Greece, a country whose own finance minister has described it as “bankrupt” is due to pay the IMF €1.6 billion over the course of June. The first instalment of four – totalling €300 million is due this Friday.

There were fears that the country would not be able to pay its public sector wages in May demonstrating the very fragile state of its finances. It would appear that the European leadership and that of the IMF and ECB also fear the state of Greece’s finances and its ability to make its payments to the IMF this month.

A recent poll suggests that 58% of Syriza supporters would rather return to the Drachma than to remain in the single currency while severe austerity measures are imposed. Syriza have a 26 point lead over the next most popular party, New Democracy.

From this point of view it is, therefore, not entirely politically untenable for Syriza to choose the default and exit option should the “institutions” fail to respect Prime Minister Tsipras’s “red line” on VAT hikes, pension cuts and labour market reforms.

Greek 10-year bond yields have been creeping higher – currently at 11.49% – indicating that the markets view the risk of a default as being quite high.

The “institutions”, however, are likely to want to keep Greece in the fold at any cost. In a softening of tone Junker told German newspaper Süddeutsche Zeitung yesterday:

“Anyone who doesn’t see there is a humanitarian crisis in Greece is deaf and blind to what is happening there.”

· · ·

- [Required task 1]: List the policy areas the passage on Greece's finances names as part of Prime Minister Tsipras's "red line."
- [Required task 2]: Please transcribe everything in the passage on Greece's finances from "Greece, a country" down to "IMF this month.".

- [Stored data]:

· · ·

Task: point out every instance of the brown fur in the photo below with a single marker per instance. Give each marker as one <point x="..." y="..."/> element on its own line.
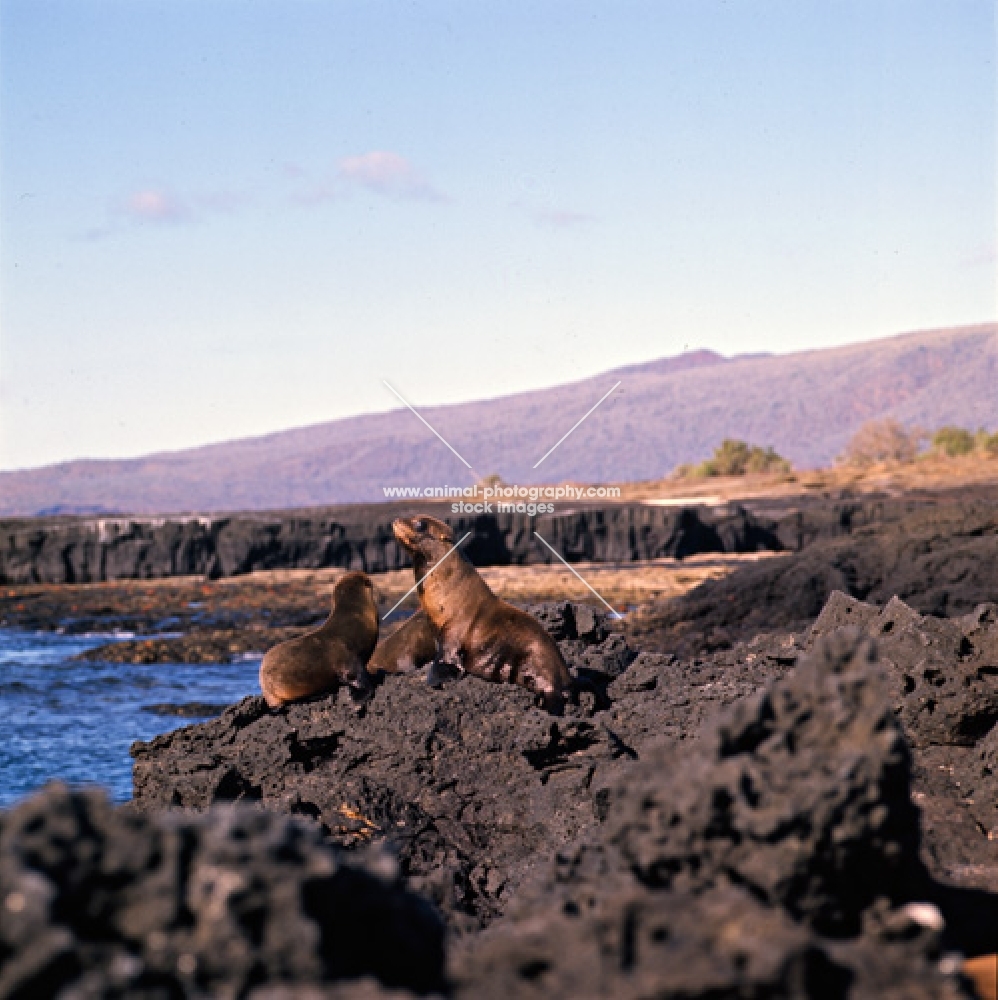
<point x="477" y="631"/>
<point x="410" y="646"/>
<point x="334" y="654"/>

· · ·

- [Worked answer 1]: VAT hikes, pension cuts, labour market reforms

- [Worked answer 2]:
Greece, a country whose own finance minister has described it as “bankrupt” is due to pay the IMF €1.6 billion over the course of June. The first instalment of four – totalling €300 million is due this Friday.

There were fears that the country would not be able to pay its public sector wages in May demonstrating the very fragile state of its finances. It would appear that the European leadership and that of the IMF and ECB also fear the state of Greece’s finances and its ability to make its payments to the IMF this month.